# PROBLEM REQUIREMENTS
Rewrite the records from their first line up to and including the line that contains "[[168, 188], [53, 180]]" as a numbered list, skipping any blank lines. Leave the pictures out of your answer.

# DATA FOR PROCESSING
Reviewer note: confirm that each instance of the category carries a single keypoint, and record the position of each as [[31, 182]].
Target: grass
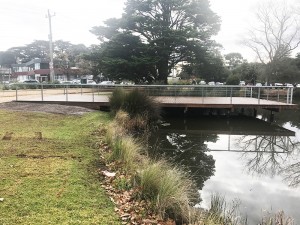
[[168, 188], [53, 180]]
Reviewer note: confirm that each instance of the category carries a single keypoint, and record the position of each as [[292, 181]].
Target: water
[[246, 160]]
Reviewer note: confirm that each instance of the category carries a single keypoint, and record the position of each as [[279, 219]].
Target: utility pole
[[52, 73]]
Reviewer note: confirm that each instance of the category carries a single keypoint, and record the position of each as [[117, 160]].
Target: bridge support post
[[272, 115], [254, 113]]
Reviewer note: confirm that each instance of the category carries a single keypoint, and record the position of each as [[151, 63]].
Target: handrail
[[269, 93]]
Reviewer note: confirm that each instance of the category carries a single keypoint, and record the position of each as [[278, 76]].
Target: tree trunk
[[163, 70]]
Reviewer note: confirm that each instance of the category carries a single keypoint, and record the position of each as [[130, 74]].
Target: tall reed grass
[[169, 189], [136, 103]]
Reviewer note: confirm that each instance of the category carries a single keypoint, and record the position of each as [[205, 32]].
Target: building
[[5, 74]]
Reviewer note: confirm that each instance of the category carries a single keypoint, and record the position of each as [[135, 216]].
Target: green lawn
[[53, 180]]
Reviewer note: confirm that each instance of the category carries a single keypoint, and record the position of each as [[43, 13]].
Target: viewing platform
[[168, 96]]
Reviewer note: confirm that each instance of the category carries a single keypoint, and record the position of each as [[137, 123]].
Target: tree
[[234, 59], [6, 59], [172, 30], [124, 57], [276, 35]]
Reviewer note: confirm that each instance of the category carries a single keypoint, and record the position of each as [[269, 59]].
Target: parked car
[[90, 82], [107, 83], [242, 83], [76, 81], [289, 85], [30, 81], [278, 84]]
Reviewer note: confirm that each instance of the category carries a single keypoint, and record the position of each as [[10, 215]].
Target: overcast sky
[[22, 22]]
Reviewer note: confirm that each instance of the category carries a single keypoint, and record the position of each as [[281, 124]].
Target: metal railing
[[87, 92]]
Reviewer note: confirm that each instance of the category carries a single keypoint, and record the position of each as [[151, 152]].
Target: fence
[[90, 93]]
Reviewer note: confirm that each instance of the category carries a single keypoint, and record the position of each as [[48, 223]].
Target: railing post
[[93, 93], [16, 92], [258, 95], [66, 93], [42, 92], [202, 94]]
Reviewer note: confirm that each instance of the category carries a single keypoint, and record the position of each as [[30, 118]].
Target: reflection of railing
[[271, 93]]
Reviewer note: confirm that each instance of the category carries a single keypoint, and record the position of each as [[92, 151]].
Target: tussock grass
[[169, 189], [136, 104], [53, 180]]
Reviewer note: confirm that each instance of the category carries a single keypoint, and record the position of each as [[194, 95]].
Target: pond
[[249, 161]]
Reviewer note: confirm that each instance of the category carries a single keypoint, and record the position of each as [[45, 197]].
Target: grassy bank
[[49, 170]]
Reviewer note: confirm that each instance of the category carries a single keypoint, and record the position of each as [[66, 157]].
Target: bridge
[[169, 96]]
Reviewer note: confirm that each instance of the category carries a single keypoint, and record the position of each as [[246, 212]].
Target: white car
[[278, 84], [107, 83], [90, 82], [242, 83]]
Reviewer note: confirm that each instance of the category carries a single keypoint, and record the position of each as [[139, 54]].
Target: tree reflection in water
[[187, 151], [272, 155]]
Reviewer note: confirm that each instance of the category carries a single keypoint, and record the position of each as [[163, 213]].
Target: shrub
[[233, 80], [169, 188], [116, 100], [138, 105]]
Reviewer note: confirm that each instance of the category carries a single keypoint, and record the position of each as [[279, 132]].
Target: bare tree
[[275, 35]]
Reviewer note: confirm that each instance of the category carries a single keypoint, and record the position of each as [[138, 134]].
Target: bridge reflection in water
[[242, 158]]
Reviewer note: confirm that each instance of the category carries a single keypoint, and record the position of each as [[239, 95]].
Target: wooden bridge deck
[[169, 101]]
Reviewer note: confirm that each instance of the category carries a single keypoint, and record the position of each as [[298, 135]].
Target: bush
[[233, 80], [116, 100], [169, 188], [137, 104]]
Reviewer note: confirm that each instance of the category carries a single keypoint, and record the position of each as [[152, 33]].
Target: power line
[[52, 73]]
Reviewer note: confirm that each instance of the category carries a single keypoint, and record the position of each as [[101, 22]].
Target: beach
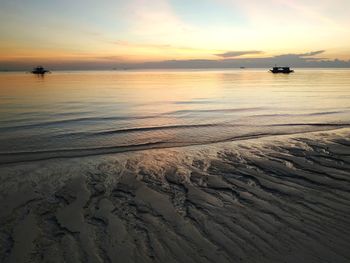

# SOLUTION FOR THIS PROBLEM
1. Reviewer note: confirm that each instance of the category carries a single keypoint, and record the position of each as [[31, 182]].
2. Target: grass
3. [[168, 188], [53, 180]]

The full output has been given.